* Information shown *
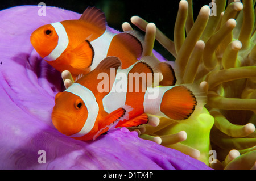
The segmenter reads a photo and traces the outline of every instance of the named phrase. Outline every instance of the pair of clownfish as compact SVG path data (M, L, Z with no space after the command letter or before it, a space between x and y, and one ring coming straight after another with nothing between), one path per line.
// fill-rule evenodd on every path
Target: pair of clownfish
M56 95L52 113L55 127L75 139L95 140L110 129L146 124L150 116L186 119L197 106L196 89L174 86L174 70L166 62L149 56L138 61L143 51L142 39L133 31L114 33L108 28L104 14L95 7L87 8L79 20L39 28L31 41L56 70L69 70L74 79L84 75ZM163 78L155 81L153 87L139 77L146 73L147 79L154 80L157 73ZM108 90L103 92L98 86L101 81L98 76L102 73L109 75ZM131 73L139 75L134 77L139 80L139 91L129 91L129 85L136 86L128 78ZM126 78L118 79L119 74L127 75ZM118 83L126 86L127 91L115 91L113 88ZM150 98L152 92L158 92L154 99Z

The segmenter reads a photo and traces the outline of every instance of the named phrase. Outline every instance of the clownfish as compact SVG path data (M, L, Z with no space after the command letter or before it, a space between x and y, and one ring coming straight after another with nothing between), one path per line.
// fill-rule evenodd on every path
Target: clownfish
M88 7L78 20L43 26L31 35L39 54L57 70L69 71L74 79L95 69L107 56L114 56L125 69L141 57L143 41L131 31L115 33L100 10Z
M146 124L149 116L184 120L199 105L197 90L186 85L158 86L160 80L155 75L160 68L155 58L144 57L125 69L121 66L119 58L106 57L57 93L52 113L55 128L75 139L95 140L110 129Z

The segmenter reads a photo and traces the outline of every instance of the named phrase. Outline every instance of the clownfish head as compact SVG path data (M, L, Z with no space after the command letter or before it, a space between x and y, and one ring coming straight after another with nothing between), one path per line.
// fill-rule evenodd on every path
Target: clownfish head
M35 30L30 36L30 41L42 57L49 54L58 44L59 36L51 24L47 24Z
M71 136L79 132L85 125L88 115L87 108L79 96L65 91L56 95L52 120L61 133Z

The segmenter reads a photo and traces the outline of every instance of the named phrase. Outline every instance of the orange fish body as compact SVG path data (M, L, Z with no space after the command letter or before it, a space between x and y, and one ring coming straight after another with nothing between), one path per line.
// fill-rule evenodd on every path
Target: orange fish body
M180 120L194 111L197 100L186 86L157 86L155 73L161 69L155 58L143 57L125 69L120 66L117 58L107 57L56 95L52 119L60 132L95 140L110 129L146 124L148 115Z
M79 20L43 26L32 33L31 42L39 55L58 71L69 70L73 78L94 69L107 56L122 61L122 68L142 53L134 32L115 34L106 26L103 12L88 7Z

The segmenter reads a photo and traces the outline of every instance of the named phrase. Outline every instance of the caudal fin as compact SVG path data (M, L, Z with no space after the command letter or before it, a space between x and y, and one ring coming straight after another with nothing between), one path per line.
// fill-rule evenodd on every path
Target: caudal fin
M160 110L168 117L181 120L191 115L197 104L196 98L189 89L184 86L177 86L164 93Z
M146 93L145 113L176 121L200 112L207 100L204 91L192 85L154 87L150 91L158 96L150 98L149 90Z

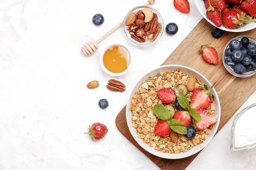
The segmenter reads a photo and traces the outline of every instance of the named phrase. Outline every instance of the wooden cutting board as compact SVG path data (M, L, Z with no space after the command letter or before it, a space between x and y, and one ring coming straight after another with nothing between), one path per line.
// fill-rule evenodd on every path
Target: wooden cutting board
M221 110L218 131L256 90L256 75L239 78L231 74L223 65L222 51L227 42L236 36L246 35L256 37L256 30L241 33L224 32L221 38L214 39L211 33L213 27L203 19L162 65L177 64L189 67L202 74L212 83L216 82L215 88L220 100ZM217 65L206 62L198 52L201 45L211 42L218 53L219 62ZM128 140L162 170L184 170L198 155L180 159L167 159L146 151L136 142L129 131L125 106L116 116L116 124Z

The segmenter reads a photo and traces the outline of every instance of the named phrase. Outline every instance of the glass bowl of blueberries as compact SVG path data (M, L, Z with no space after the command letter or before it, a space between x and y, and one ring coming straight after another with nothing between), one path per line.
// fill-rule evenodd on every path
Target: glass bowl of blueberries
M256 39L246 35L233 38L224 48L222 61L227 70L235 76L256 74Z

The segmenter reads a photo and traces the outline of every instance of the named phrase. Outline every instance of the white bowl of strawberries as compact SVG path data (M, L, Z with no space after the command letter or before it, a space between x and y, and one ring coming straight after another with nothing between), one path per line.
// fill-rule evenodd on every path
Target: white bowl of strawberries
M243 32L256 28L256 0L241 3L240 0L195 0L195 4L207 21L222 30Z
M212 86L184 66L166 65L147 73L126 105L132 136L160 157L179 159L196 153L212 139L220 122L220 101Z

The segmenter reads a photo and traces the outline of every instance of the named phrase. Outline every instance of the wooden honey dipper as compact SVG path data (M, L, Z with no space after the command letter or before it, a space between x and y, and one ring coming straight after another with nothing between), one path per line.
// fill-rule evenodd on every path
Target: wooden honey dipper
M148 5L153 5L154 3L155 0L148 0L148 1L143 5L147 6ZM81 51L84 53L84 54L85 56L90 56L93 54L99 48L99 43L119 28L122 25L123 22L124 21L122 21L118 25L113 28L112 29L108 32L105 35L100 37L97 41L93 40L84 44L81 48Z

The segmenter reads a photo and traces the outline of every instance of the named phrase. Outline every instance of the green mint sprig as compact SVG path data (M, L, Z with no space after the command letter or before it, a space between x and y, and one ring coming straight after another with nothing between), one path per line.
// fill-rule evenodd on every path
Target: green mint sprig
M185 109L193 119L198 122L201 121L201 116L196 110L191 108L189 106L189 102L186 97L183 95L180 95L177 96L177 99L180 106Z

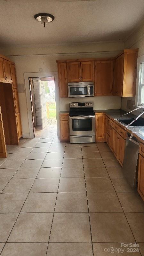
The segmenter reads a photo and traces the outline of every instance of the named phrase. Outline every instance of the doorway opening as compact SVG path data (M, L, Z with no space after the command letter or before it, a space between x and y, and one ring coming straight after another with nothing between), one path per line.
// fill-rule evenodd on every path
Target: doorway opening
M56 127L54 77L29 77L29 80L35 136L48 126Z

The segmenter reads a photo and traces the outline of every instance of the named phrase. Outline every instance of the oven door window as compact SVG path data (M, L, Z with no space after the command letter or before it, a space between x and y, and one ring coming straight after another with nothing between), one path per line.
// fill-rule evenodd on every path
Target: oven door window
M88 87L71 87L70 88L70 95L87 95L88 94Z
M92 131L92 119L73 119L72 129L73 132Z

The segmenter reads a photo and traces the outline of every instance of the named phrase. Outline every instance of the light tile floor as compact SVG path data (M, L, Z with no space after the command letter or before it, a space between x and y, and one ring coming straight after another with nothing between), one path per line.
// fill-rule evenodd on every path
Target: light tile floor
M1 256L144 256L144 203L106 143L36 135L0 158Z

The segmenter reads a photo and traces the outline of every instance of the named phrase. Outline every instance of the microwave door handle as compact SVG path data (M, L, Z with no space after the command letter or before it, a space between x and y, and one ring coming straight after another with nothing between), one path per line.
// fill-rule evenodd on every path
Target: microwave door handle
M88 96L90 96L90 85L89 84L87 86Z

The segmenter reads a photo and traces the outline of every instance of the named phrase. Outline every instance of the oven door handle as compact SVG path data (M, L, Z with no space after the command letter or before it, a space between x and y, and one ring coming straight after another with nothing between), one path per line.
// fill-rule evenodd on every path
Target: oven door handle
M88 119L88 118L95 118L95 116L69 116L72 119Z

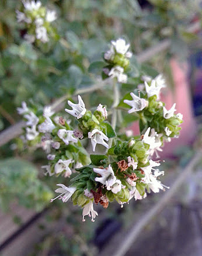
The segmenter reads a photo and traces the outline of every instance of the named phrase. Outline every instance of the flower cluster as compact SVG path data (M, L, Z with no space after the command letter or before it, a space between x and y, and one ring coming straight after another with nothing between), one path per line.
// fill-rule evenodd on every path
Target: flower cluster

* Task brief *
Can you reproduce all of the records above word for word, leaving the pictures out of your answer?

* Final result *
The segmenter reads a photo and traces the outline of every instance of the named phrase. Outline every instance of the pair of clownfish as compact SVG path data (M, L, Z with no space after the command letter or before it, a space between x and y, and one ring coming straight after another with nothing between), one path per line.
// fill-rule evenodd on every path
Target: pair of clownfish
M56 95L52 113L55 127L75 139L95 140L110 129L146 124L150 116L186 119L197 106L196 89L174 86L174 70L166 62L149 56L138 61L143 51L142 39L133 31L114 33L108 28L104 14L95 7L87 8L79 20L39 28L31 41L56 70L69 70L74 79L84 75ZM163 78L155 81L153 87L139 77L146 73L147 79L154 80L157 73ZM108 90L103 92L98 86L101 81L98 76L102 73L109 75ZM131 73L139 75L134 77L139 80L139 91L129 91L129 85L136 86L128 78ZM126 78L118 79L119 74L127 75ZM118 83L126 86L127 91L115 91L113 88ZM150 98L152 92L158 92L154 99Z

The segmenter reads a photo and traces the outline of every instance of the named phrase. Outline every instance of the clownfish as compact SVG path data (M, L, Z with no space after the command letter or before it, a space between x and y, and one ring coming straight after another with nothing between), one path per line.
// fill-rule evenodd on every path
Target: clownfish
M88 7L78 20L43 26L31 35L39 54L57 70L69 71L74 79L95 69L107 56L114 56L125 69L141 57L143 41L131 31L115 33L100 10Z
M146 124L149 116L184 120L199 105L197 90L186 85L158 86L160 80L155 75L160 68L155 58L144 57L125 69L121 66L119 58L106 57L57 93L52 113L55 128L75 139L95 140L110 129Z

The segmenter reads a photo and traces the outline of every instance of the named phrase. Outline every instance of the clownfish head as compact SVG path data (M, L, Z with no space after the command letter or before it, a space between x and y, and one ring coming straight after another with nothing between), one path per line.
// fill-rule evenodd on every path
Target: clownfish head
M35 30L30 36L30 41L42 57L49 54L58 44L59 36L51 24L47 24Z
M71 136L79 132L85 125L88 115L87 108L79 96L65 91L56 95L52 120L61 133Z

The segmenter reads a photo and traces the outline of every instance of the named phrase. Outline every instance of the orange fish body as compact SVG path data (M, L, Z with no space after the command letter or before it, a space between x and y, and one ring coming straight after another with nothing between), one path per line.
// fill-rule evenodd on every path
Target: orange fish body
M180 120L194 111L197 100L186 86L157 86L155 73L161 69L155 58L143 57L125 69L120 66L117 58L107 57L56 95L52 119L60 132L95 140L110 129L146 124L148 115Z
M79 20L43 26L32 33L31 42L39 55L58 71L69 70L73 78L94 69L107 56L122 61L122 68L142 53L134 32L115 34L106 26L103 12L88 7Z

The segmenter reads a photo and traces the outline of every instance of the named phrase. Outline every instance of the caudal fin as compact SVG path data (M, L, Z with no space after the command letter or before it, a space between x and y, and one ring coming straight after another with nothing between), one path per line.
// fill-rule evenodd on every path
Target: caudal fin
M160 110L168 117L181 120L191 115L197 104L196 98L189 89L184 86L177 86L164 93Z
M146 93L145 113L176 121L200 112L207 100L204 91L192 85L154 87L150 91L158 96L150 98L149 90Z

The segmenter reads a photo and traces the outline of every instance of the named phrase. Outline every instance of the wooden cutting board as compact SVG path data (M, L, Z with no space after the command letter or before it, a space between x and y, and one ring coming straight after another with nothing between), one path per line.
// fill-rule evenodd on every path
Target: wooden cutting board
M221 110L218 131L256 90L256 75L239 78L231 74L223 65L222 51L227 42L236 36L246 35L256 37L256 30L241 33L224 32L221 38L214 39L211 33L213 27L203 19L162 65L177 64L189 67L202 74L212 83L216 82L215 88L220 100ZM217 65L206 62L198 52L201 45L211 42L218 53L219 62ZM128 140L162 170L184 170L198 155L180 159L167 159L146 151L136 142L129 131L125 106L116 116L116 124Z

The segmenter reads a photo and traces the outline of every instance of the named phrase. Outline every instance of the glass bowl of blueberries as compact SVG path data (M, L, Z with no space after the command letter or before it, a space between x and y, and one ring coming straight after another with nothing between), one path per line.
// fill-rule evenodd on every path
Target: glass bowl of blueberries
M256 39L246 35L233 38L224 48L222 61L227 70L235 76L256 74Z

The segmenter reads a photo and traces the outline of every instance of the named phrase. Outline every instance of the white bowl of strawberries as compact SVG path data (M, L, Z with no space after the command letter or before it, a space between x and y, and one ring coming straight after another with nothing between), one path per line.
// fill-rule evenodd on every path
Target: white bowl of strawberries
M243 32L256 28L256 0L241 3L240 0L195 0L195 4L207 21L222 30Z
M212 86L184 66L166 65L147 73L126 105L132 136L160 157L179 159L196 153L212 139L220 122L220 101Z

The segmenter reads a photo and traces the outline of every instance of the named phrase. Outline every instance of the wooden honey dipper as compact SVG path data (M, L, Z with no space after the command letter or before it, a space between x and y, and one ring coming straight after another with nothing between), one path per line.
// fill-rule evenodd on every path
Target: wooden honey dipper
M148 5L153 5L154 3L155 0L148 0L148 1L143 5L147 6ZM81 51L84 53L84 54L85 56L90 56L93 54L99 48L99 43L119 28L122 25L123 22L124 21L122 21L118 25L113 28L112 29L108 32L105 35L100 37L97 41L93 40L84 44L81 48Z

The segmenter reads a photo and traces the outline of every instance of the named phrase. Outline every instance of the green mint sprig as compact SVG path data (M, L, Z with no space after the command letter or before it, a space between x and y, and one ring coming straight after another with nothing between), one path per line.
// fill-rule evenodd on every path
Target: green mint sprig
M185 109L193 119L198 122L201 121L201 116L196 110L191 108L189 106L189 102L186 97L183 95L180 95L177 96L177 99L180 106Z

The segmenter reads a photo and traces the outline of every instance of the named phrase. Outline every instance of the doorway opening as compact SVG path data (M, L, Z with no space after the command letter or before it, a space between x and y, and one ring coming straight after another with nothing between), one path per line.
// fill-rule evenodd on every path
Target: doorway opening
M56 127L54 77L29 77L29 80L35 136L48 126Z

The segmenter reads a photo and traces the outline of every instance of the named phrase. Outline every instance of the oven door window as compact SVG path data (M, L, Z with no space after the command letter or before it, a space between x and y, and one ring coming straight after another with nothing between), one path per line.
// fill-rule evenodd on every path
Target: oven door window
M88 87L71 87L70 88L70 95L87 95L88 94Z
M92 131L92 119L73 119L72 129L73 132Z

The segmenter reads a photo and traces the outline of every instance of the named phrase. Outline every instance of the light tile floor as compact SVG path data (M, L, Z with no space after the command letter or before it, a space between x and y, and one ring coming straight after another with nothing between), one path per line.
// fill-rule evenodd on every path
Target: light tile floor
M1 256L144 256L144 203L106 143L36 135L0 158Z

The segmenter reads a photo and traces the outline of every instance of the named phrase. Outline every instance of the microwave door handle as compact SVG path data (M, L, Z with no space after the command letter or before it, a space between x and y, and one ring coming straight after another with nothing between), one path per line.
// fill-rule evenodd on every path
Target: microwave door handle
M88 96L90 96L90 85L89 84L87 86Z

The segmenter reads a photo and traces the outline of every instance of the named phrase. Outline every instance of the oven door handle as compact SVG path data (M, L, Z with no space after the command letter or before it, a space between x and y, and one ring coming straight after another with nothing between), one path per line.
// fill-rule evenodd on every path
Target: oven door handle
M88 119L88 118L95 118L95 116L69 116L72 119Z

The segmenter reads a photo and traces the outline of every instance of the named phrase. Outline every instance of the flower cluster as compact SVG path data (M, L, Z with no space after the command letter or before it, a space between x and y, and one ring coming straight after another with nothing between), one path per line.
// fill-rule evenodd on every path
Target: flower cluster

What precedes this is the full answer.